To do
Give these lines as a JSON list of strings, one string per line, leaving out blank lines and the pictures.

Records provided
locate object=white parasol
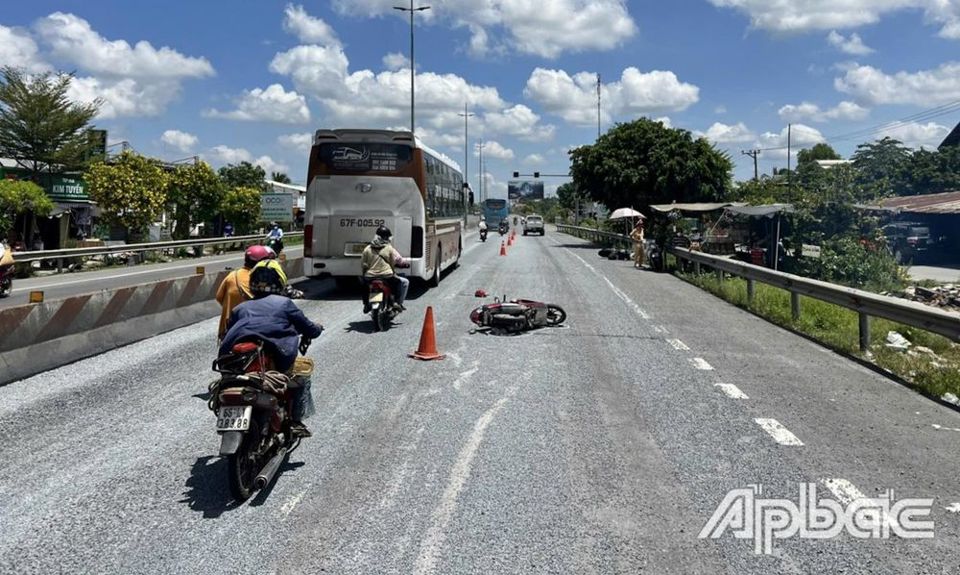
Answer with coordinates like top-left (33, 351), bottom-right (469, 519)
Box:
top-left (610, 208), bottom-right (647, 220)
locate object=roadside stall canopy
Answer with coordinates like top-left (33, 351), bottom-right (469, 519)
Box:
top-left (650, 202), bottom-right (746, 214)
top-left (726, 204), bottom-right (795, 218)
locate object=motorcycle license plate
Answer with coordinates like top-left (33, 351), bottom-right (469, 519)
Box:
top-left (217, 405), bottom-right (253, 431)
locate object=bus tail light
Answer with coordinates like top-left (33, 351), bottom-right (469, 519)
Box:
top-left (410, 226), bottom-right (423, 258)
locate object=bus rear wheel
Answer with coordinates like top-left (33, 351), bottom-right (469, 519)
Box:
top-left (430, 252), bottom-right (442, 287)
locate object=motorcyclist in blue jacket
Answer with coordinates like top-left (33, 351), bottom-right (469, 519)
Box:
top-left (220, 260), bottom-right (323, 437)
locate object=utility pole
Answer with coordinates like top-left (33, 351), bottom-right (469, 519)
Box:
top-left (457, 102), bottom-right (473, 190)
top-left (597, 72), bottom-right (600, 140)
top-left (787, 124), bottom-right (793, 201)
top-left (740, 150), bottom-right (760, 181)
top-left (393, 0), bottom-right (430, 134)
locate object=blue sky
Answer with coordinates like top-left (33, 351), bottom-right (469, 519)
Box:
top-left (0, 0), bottom-right (960, 197)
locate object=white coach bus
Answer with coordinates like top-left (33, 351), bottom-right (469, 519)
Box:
top-left (303, 129), bottom-right (466, 285)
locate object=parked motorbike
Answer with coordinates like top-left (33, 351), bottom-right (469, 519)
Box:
top-left (367, 280), bottom-right (400, 331)
top-left (208, 338), bottom-right (313, 501)
top-left (0, 244), bottom-right (15, 297)
top-left (470, 296), bottom-right (567, 333)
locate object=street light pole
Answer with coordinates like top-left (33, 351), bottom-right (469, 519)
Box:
top-left (393, 0), bottom-right (430, 134)
top-left (457, 106), bottom-right (473, 189)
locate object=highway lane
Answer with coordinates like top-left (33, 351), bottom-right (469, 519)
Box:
top-left (0, 229), bottom-right (960, 574)
top-left (0, 246), bottom-right (303, 309)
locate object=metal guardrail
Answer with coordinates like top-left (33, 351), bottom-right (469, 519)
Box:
top-left (557, 225), bottom-right (960, 351)
top-left (557, 224), bottom-right (633, 248)
top-left (13, 232), bottom-right (303, 271)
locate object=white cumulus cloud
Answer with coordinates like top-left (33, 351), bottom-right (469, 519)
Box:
top-left (834, 62), bottom-right (960, 107)
top-left (283, 4), bottom-right (340, 46)
top-left (827, 30), bottom-right (874, 56)
top-left (524, 67), bottom-right (700, 126)
top-left (778, 101), bottom-right (870, 122)
top-left (708, 0), bottom-right (960, 39)
top-left (877, 122), bottom-right (950, 149)
top-left (204, 84), bottom-right (310, 124)
top-left (160, 130), bottom-right (197, 153)
top-left (277, 132), bottom-right (313, 151)
top-left (204, 144), bottom-right (290, 175)
top-left (333, 0), bottom-right (637, 58)
top-left (696, 122), bottom-right (757, 144)
top-left (33, 12), bottom-right (214, 119)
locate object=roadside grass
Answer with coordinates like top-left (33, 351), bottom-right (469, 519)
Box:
top-left (677, 273), bottom-right (960, 398)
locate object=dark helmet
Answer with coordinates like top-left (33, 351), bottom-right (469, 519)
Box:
top-left (250, 259), bottom-right (287, 298)
top-left (243, 246), bottom-right (277, 269)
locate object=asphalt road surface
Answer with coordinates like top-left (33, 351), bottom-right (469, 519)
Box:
top-left (0, 227), bottom-right (960, 575)
top-left (0, 246), bottom-right (303, 308)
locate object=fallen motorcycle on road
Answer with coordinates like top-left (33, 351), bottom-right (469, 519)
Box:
top-left (470, 296), bottom-right (567, 333)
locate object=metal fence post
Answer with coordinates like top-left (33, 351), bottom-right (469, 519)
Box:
top-left (860, 312), bottom-right (870, 352)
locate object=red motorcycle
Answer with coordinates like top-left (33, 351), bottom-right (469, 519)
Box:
top-left (0, 243), bottom-right (15, 297)
top-left (208, 339), bottom-right (313, 501)
top-left (470, 296), bottom-right (567, 333)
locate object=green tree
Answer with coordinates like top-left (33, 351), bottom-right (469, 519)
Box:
top-left (217, 162), bottom-right (267, 192)
top-left (0, 66), bottom-right (101, 183)
top-left (898, 146), bottom-right (960, 195)
top-left (852, 137), bottom-right (910, 200)
top-left (797, 142), bottom-right (840, 167)
top-left (220, 186), bottom-right (261, 235)
top-left (557, 182), bottom-right (577, 211)
top-left (270, 172), bottom-right (293, 184)
top-left (0, 180), bottom-right (53, 238)
top-left (167, 162), bottom-right (224, 240)
top-left (84, 152), bottom-right (169, 237)
top-left (570, 118), bottom-right (733, 211)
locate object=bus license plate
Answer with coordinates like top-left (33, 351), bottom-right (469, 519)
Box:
top-left (343, 242), bottom-right (368, 256)
top-left (217, 405), bottom-right (253, 431)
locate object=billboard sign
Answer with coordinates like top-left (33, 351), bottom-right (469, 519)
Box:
top-left (260, 192), bottom-right (293, 222)
top-left (507, 180), bottom-right (543, 202)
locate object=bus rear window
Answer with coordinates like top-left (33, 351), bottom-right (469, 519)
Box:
top-left (319, 142), bottom-right (413, 173)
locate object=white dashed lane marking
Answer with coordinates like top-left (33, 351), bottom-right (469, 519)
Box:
top-left (754, 418), bottom-right (803, 446)
top-left (713, 383), bottom-right (750, 399)
top-left (688, 357), bottom-right (713, 371)
top-left (667, 339), bottom-right (690, 351)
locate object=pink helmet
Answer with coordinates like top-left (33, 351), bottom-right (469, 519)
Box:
top-left (243, 245), bottom-right (276, 269)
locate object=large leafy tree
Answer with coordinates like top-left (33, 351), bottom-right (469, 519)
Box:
top-left (0, 66), bottom-right (101, 182)
top-left (167, 162), bottom-right (224, 240)
top-left (0, 180), bottom-right (53, 238)
top-left (570, 118), bottom-right (733, 213)
top-left (852, 137), bottom-right (910, 199)
top-left (84, 152), bottom-right (169, 236)
top-left (218, 162), bottom-right (267, 191)
top-left (220, 186), bottom-right (260, 234)
top-left (898, 146), bottom-right (960, 195)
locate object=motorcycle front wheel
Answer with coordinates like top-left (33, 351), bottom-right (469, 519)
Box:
top-left (227, 421), bottom-right (264, 501)
top-left (547, 303), bottom-right (567, 326)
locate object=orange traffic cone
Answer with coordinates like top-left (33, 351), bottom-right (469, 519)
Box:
top-left (410, 306), bottom-right (446, 360)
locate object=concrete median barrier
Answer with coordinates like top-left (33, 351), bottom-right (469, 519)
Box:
top-left (0, 258), bottom-right (303, 385)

The response
[
  "locate object=white parasol",
  "Answer with coordinates like top-left (33, 351), bottom-right (469, 519)",
  "Box:",
  "top-left (610, 208), bottom-right (647, 220)",
  "locate object=roadside stall canopy",
  "Answer with coordinates like top-left (33, 351), bottom-right (469, 519)",
  "Box:",
  "top-left (650, 202), bottom-right (746, 214)",
  "top-left (726, 204), bottom-right (795, 218)",
  "locate object=motorcycle license plate",
  "Answer with coordinates like top-left (33, 351), bottom-right (469, 519)",
  "Box:",
  "top-left (217, 405), bottom-right (253, 431)",
  "locate object=bus tail light",
  "Answer with coordinates like top-left (33, 351), bottom-right (469, 519)",
  "Box:",
  "top-left (410, 226), bottom-right (423, 258)",
  "locate object=bus rear wheel",
  "Answer with coordinates like top-left (33, 351), bottom-right (469, 519)",
  "Box:",
  "top-left (430, 252), bottom-right (442, 287)",
  "locate object=motorcyclist in blue jacket",
  "Answer with coordinates like top-left (33, 351), bottom-right (469, 519)",
  "Box:",
  "top-left (220, 260), bottom-right (323, 437)",
  "locate object=utility pole",
  "Answer with coordinates like top-left (33, 351), bottom-right (469, 519)",
  "Box:",
  "top-left (457, 102), bottom-right (473, 190)",
  "top-left (597, 72), bottom-right (600, 140)",
  "top-left (787, 124), bottom-right (793, 201)",
  "top-left (740, 150), bottom-right (760, 181)",
  "top-left (393, 0), bottom-right (430, 134)",
  "locate object=blue sky",
  "Answer with coordinates like top-left (33, 351), bottom-right (469, 519)",
  "Box:",
  "top-left (0, 0), bottom-right (960, 197)",
  "locate object=white coach bus",
  "Answer with coordinates like top-left (33, 351), bottom-right (469, 519)",
  "Box:",
  "top-left (303, 129), bottom-right (466, 285)",
  "locate object=parked motorbike",
  "Answer with coordinates like top-left (33, 351), bottom-right (469, 519)",
  "Box:",
  "top-left (367, 280), bottom-right (400, 331)",
  "top-left (208, 338), bottom-right (313, 501)",
  "top-left (0, 244), bottom-right (15, 297)",
  "top-left (470, 296), bottom-right (567, 333)",
  "locate object=street light pole",
  "Answer with coordinates like top-left (33, 351), bottom-right (469, 519)",
  "Box:",
  "top-left (393, 0), bottom-right (430, 134)",
  "top-left (457, 106), bottom-right (473, 189)",
  "locate object=highway lane",
  "Answer with coordinates like top-left (33, 351), bottom-right (469, 519)",
  "Box:",
  "top-left (0, 229), bottom-right (960, 574)",
  "top-left (0, 246), bottom-right (303, 309)",
  "locate object=metal guardrail",
  "Answer with coordinates like top-left (33, 351), bottom-right (469, 519)",
  "Box:",
  "top-left (557, 225), bottom-right (960, 351)",
  "top-left (557, 224), bottom-right (633, 248)",
  "top-left (13, 232), bottom-right (303, 271)",
  "locate object=white cumulus cloud",
  "Answer with coordinates like top-left (33, 351), bottom-right (469, 519)",
  "Box:",
  "top-left (834, 62), bottom-right (960, 107)",
  "top-left (283, 4), bottom-right (340, 46)",
  "top-left (827, 30), bottom-right (874, 56)",
  "top-left (524, 67), bottom-right (700, 126)",
  "top-left (778, 101), bottom-right (870, 122)",
  "top-left (708, 0), bottom-right (960, 39)",
  "top-left (877, 122), bottom-right (950, 149)",
  "top-left (204, 84), bottom-right (310, 124)",
  "top-left (160, 130), bottom-right (197, 153)",
  "top-left (277, 132), bottom-right (313, 151)",
  "top-left (204, 144), bottom-right (290, 175)",
  "top-left (333, 0), bottom-right (637, 58)",
  "top-left (696, 122), bottom-right (757, 144)",
  "top-left (33, 12), bottom-right (214, 119)",
  "locate object=roadside grass",
  "Answer with coordinates like top-left (33, 351), bottom-right (469, 519)",
  "Box:",
  "top-left (677, 273), bottom-right (960, 398)",
  "locate object=dark helmet",
  "Answer with coordinates like top-left (33, 351), bottom-right (469, 519)",
  "Box:",
  "top-left (250, 259), bottom-right (287, 298)",
  "top-left (243, 246), bottom-right (277, 269)",
  "locate object=asphalt road surface",
  "Answer with coordinates like top-left (33, 351), bottom-right (469, 519)",
  "Box:",
  "top-left (0, 227), bottom-right (960, 575)",
  "top-left (0, 246), bottom-right (303, 308)",
  "locate object=fallen motorcycle on road",
  "Answer with coordinates like top-left (33, 351), bottom-right (469, 519)",
  "Box:",
  "top-left (470, 296), bottom-right (567, 333)",
  "locate object=metal fence post",
  "Answer with coordinates like top-left (33, 351), bottom-right (469, 519)",
  "Box:",
  "top-left (860, 312), bottom-right (870, 352)",
  "locate object=red motorcycle",
  "Answer with coordinates like top-left (33, 351), bottom-right (469, 519)",
  "Box:",
  "top-left (0, 243), bottom-right (15, 297)",
  "top-left (208, 339), bottom-right (313, 501)",
  "top-left (470, 296), bottom-right (567, 333)",
  "locate object=green tree",
  "Answer with coordinates like top-left (33, 351), bottom-right (469, 519)",
  "Box:",
  "top-left (217, 162), bottom-right (267, 192)",
  "top-left (0, 66), bottom-right (101, 183)",
  "top-left (898, 146), bottom-right (960, 195)",
  "top-left (852, 137), bottom-right (910, 200)",
  "top-left (797, 142), bottom-right (840, 167)",
  "top-left (220, 186), bottom-right (261, 235)",
  "top-left (557, 182), bottom-right (577, 211)",
  "top-left (270, 172), bottom-right (293, 184)",
  "top-left (0, 180), bottom-right (53, 238)",
  "top-left (167, 162), bottom-right (224, 240)",
  "top-left (84, 152), bottom-right (169, 237)",
  "top-left (570, 118), bottom-right (733, 211)",
  "locate object=bus license plate",
  "Answer with coordinates like top-left (33, 351), bottom-right (469, 519)",
  "Box:",
  "top-left (343, 242), bottom-right (368, 256)",
  "top-left (217, 405), bottom-right (253, 431)",
  "locate object=billboard sign",
  "Answer with coordinates like top-left (33, 351), bottom-right (469, 519)",
  "Box:",
  "top-left (260, 192), bottom-right (293, 222)",
  "top-left (507, 180), bottom-right (543, 202)",
  "locate object=bus rear window",
  "Answer with coordinates like top-left (33, 351), bottom-right (469, 519)",
  "Box:",
  "top-left (319, 142), bottom-right (413, 173)",
  "locate object=white dashed lane marking",
  "Answer with coordinates like top-left (33, 351), bottom-right (469, 519)",
  "Box:",
  "top-left (754, 418), bottom-right (803, 446)",
  "top-left (713, 383), bottom-right (750, 399)",
  "top-left (688, 357), bottom-right (713, 371)",
  "top-left (667, 339), bottom-right (690, 351)",
  "locate object=pink helmet",
  "Answer with coordinates like top-left (33, 351), bottom-right (469, 519)",
  "Box:",
  "top-left (243, 245), bottom-right (276, 269)",
  "locate object=large leafy tree",
  "Answer with coordinates like top-left (33, 351), bottom-right (469, 519)",
  "Box:",
  "top-left (0, 66), bottom-right (101, 182)",
  "top-left (167, 162), bottom-right (224, 240)",
  "top-left (0, 180), bottom-right (53, 238)",
  "top-left (570, 118), bottom-right (733, 213)",
  "top-left (852, 137), bottom-right (910, 199)",
  "top-left (84, 152), bottom-right (169, 236)",
  "top-left (218, 162), bottom-right (267, 191)",
  "top-left (220, 186), bottom-right (260, 234)",
  "top-left (898, 146), bottom-right (960, 195)",
  "locate object=motorcycle front wheel",
  "Answer with coordinates like top-left (33, 351), bottom-right (469, 519)",
  "Box:",
  "top-left (227, 421), bottom-right (264, 501)",
  "top-left (547, 303), bottom-right (567, 326)",
  "locate object=orange traffic cone",
  "Answer with coordinates like top-left (33, 351), bottom-right (469, 519)",
  "Box:",
  "top-left (410, 306), bottom-right (446, 360)",
  "locate object=concrete median barrier",
  "Answer with coordinates like top-left (33, 351), bottom-right (469, 519)",
  "Box:",
  "top-left (0, 258), bottom-right (303, 385)"
]